AIM OF THE EXERCISE: Copy out the rows below word for word, every one of them, leaving out the pictures.
____ DATASET CONTENT
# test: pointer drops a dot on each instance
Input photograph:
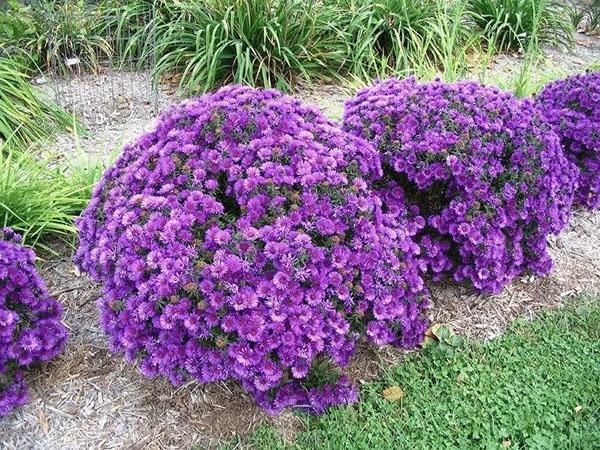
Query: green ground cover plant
(537, 387)
(514, 24)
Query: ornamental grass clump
(484, 170)
(572, 106)
(30, 327)
(239, 240)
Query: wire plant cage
(100, 62)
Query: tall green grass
(270, 43)
(40, 197)
(26, 115)
(513, 24)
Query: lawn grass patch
(538, 386)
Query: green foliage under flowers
(25, 115)
(537, 387)
(514, 24)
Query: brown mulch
(90, 398)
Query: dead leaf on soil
(393, 393)
(43, 420)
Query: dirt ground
(89, 398)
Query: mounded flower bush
(239, 240)
(30, 327)
(572, 106)
(483, 169)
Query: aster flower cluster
(30, 327)
(572, 106)
(240, 240)
(484, 170)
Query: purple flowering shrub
(484, 171)
(30, 327)
(239, 240)
(572, 106)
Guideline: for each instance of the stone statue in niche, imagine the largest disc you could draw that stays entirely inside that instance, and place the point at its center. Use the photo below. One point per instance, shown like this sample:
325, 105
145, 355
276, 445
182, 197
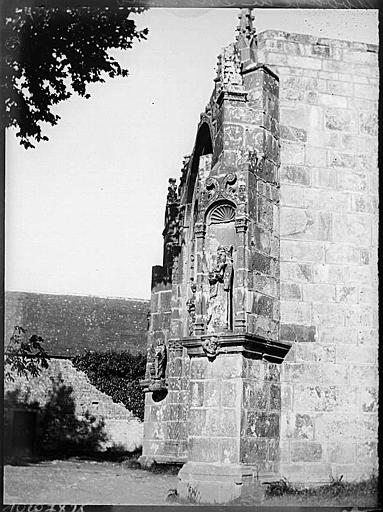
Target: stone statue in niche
221, 290
190, 306
158, 365
211, 347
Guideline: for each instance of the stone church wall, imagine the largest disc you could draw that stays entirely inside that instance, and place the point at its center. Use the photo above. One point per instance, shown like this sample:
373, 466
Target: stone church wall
272, 373
329, 239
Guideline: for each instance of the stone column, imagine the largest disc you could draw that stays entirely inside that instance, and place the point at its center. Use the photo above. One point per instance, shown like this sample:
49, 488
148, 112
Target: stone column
241, 272
200, 231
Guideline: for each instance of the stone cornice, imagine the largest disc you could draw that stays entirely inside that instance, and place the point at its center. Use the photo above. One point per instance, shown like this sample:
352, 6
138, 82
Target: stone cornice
248, 344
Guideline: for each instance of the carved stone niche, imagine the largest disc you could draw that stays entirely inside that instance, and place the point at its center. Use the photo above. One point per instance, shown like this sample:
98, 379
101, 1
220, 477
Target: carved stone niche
157, 369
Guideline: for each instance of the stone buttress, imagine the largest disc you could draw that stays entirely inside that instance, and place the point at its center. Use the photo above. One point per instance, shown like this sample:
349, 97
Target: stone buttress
215, 300
263, 340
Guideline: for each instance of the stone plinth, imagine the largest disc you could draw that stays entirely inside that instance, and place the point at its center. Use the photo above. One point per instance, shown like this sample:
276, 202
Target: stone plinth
234, 416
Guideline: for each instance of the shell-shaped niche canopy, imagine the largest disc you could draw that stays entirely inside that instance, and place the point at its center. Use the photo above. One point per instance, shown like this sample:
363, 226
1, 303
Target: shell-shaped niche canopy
222, 213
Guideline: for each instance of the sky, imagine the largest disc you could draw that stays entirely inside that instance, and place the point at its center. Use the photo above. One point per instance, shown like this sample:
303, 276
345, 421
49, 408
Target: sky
85, 210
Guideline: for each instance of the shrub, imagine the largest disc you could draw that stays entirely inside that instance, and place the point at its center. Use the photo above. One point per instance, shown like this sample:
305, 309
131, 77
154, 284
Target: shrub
117, 374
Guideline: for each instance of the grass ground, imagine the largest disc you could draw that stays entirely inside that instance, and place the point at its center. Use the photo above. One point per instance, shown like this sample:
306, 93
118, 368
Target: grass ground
122, 482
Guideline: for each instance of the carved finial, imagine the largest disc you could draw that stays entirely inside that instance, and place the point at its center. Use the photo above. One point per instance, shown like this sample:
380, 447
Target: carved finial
172, 191
247, 37
246, 27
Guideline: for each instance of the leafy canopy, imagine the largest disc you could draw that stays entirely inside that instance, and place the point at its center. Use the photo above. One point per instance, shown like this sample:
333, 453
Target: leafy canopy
27, 358
49, 53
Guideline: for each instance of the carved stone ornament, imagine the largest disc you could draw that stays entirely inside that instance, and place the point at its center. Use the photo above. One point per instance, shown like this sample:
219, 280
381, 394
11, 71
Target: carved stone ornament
211, 347
225, 188
255, 160
157, 366
219, 311
190, 307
________
FINAL RESULT:
# test: pointer drops a dot on each instance
Input photograph:
Query: green ground cover plant
(537, 387)
(514, 24)
Query: ornamental grass clump
(484, 170)
(572, 106)
(30, 327)
(239, 240)
Query: wire plant cage
(100, 62)
Query: tall green grass
(270, 43)
(40, 197)
(26, 115)
(513, 24)
Query: lawn grass patch
(538, 386)
Query: green foliage under flowers
(25, 115)
(537, 387)
(514, 24)
Query: brown mulch
(90, 398)
Query: dead leaf on soil
(393, 393)
(43, 420)
Query: dirt ground
(89, 398)
Query: mounded flower bush
(239, 240)
(30, 327)
(572, 106)
(483, 169)
Query: aster flower cluster
(30, 327)
(572, 106)
(240, 240)
(484, 170)
Query: purple flowering shrub
(484, 171)
(30, 327)
(239, 240)
(572, 106)
Guideline: for each instance of the stone statue in niche, imagine the largest disc you could draw that stays entirely inside that instance, and place the point at its center. Use the photo below. One point per instance, shown like this sample:
325, 105
145, 355
276, 445
182, 197
Target: stone statue in niche
221, 290
190, 306
158, 365
211, 347
Guideline: for each instance of the stone church wall, imagine the largest disc you could draw that stays entirely inside that instance, and place the point at its center. Use the photo above. One point per instance, shown like this sample:
373, 466
Target: stone church wall
272, 373
329, 239
Guideline: for each instance of the stone column, imagine the largest disc you could draw that stays entirely inside that instance, and place the point at its center. Use the photo above. One point per instance, shown like this sample:
49, 488
148, 112
Target: stone column
241, 272
200, 231
Guideline: for each instance of the stone cornice, imagine the largest disc you could draw that stays entirely inside that instance, and place the point at its center. Use the photo above. One point per instance, shown like this sample:
352, 6
138, 82
Target: stone cornice
248, 344
Guideline: for each instance of the carved stone niche, imagine the largest disc you could draw that stays entirely inside that instance, and place the point at its center. Use the photo above. One point per instance, shown like this sample:
98, 379
101, 1
220, 477
Target: carved stone niche
157, 369
Guideline: for each instance of the stone buttress, imagine the largest disc you could draw that stays entirely inside that instance, and place the point at its center. Use the photo above. One point per instance, shown like this sample:
349, 97
Target: stone buttress
215, 300
263, 340
Guideline: for each instance of the stone plinth, imagine the largest disc you could draw that stays entirely inside that instance, and place the point at its center. Use the photo above. One point per instance, shown like this sample:
276, 202
Target: stone plinth
234, 416
Guideline: for each instance of the shell-shaped niche canopy, imagine the largest disc you could draw that stays entirely inside that instance, and place the point at its center. Use the photo above. One point per instance, shown like this sample:
363, 226
1, 303
Target: shell-shaped niche canopy
222, 213
Guideline: for each instance of the sky, imagine the largest disc you could draw that stays entirely inside that instance, and place the point at its center. Use the photo above. One point per instance, shown like this sample:
303, 276
345, 421
49, 408
Target: sky
85, 210
Guideline: for each instance of the shrub, imagine the largest disc you could draw that stays entirely inside that instance, and place the point at its center. Use the photo above. One point per instance, shown like this sample:
305, 309
131, 77
154, 284
Target: shrub
117, 374
Guideline: for each instance of the grass ground, imagine the largest disc you could draw that stays entirely inside that instance, and place the point at its center. Use the photo above. One point per instance, shown like this sample:
306, 93
118, 368
Target: grass ground
122, 482
Guideline: for each instance of the carved finial, imagine the largest disc you could draw that stays entirely inside that instance, and place the point at its center. Use the photo above. One point per instance, shown like this sample:
380, 447
Target: carved finial
172, 191
247, 37
246, 27
Guideline: for each instance of the leafy canopy, imagine the largest disc you could draw that stays entirely inside that instance, and place the point at its center. Use the photo above. One point per instance, shown like this sample:
333, 453
Target: leafy canopy
27, 358
49, 53
Guideline: for each instance of the carved stone ornament, imagine the largest disc you could draw that stays entirely inside that instance, and place the point at its center. Use the photo above. One point per instance, shown like this sample:
219, 280
381, 394
11, 71
Target: carved stone ornament
211, 347
225, 188
255, 160
157, 366
219, 311
190, 307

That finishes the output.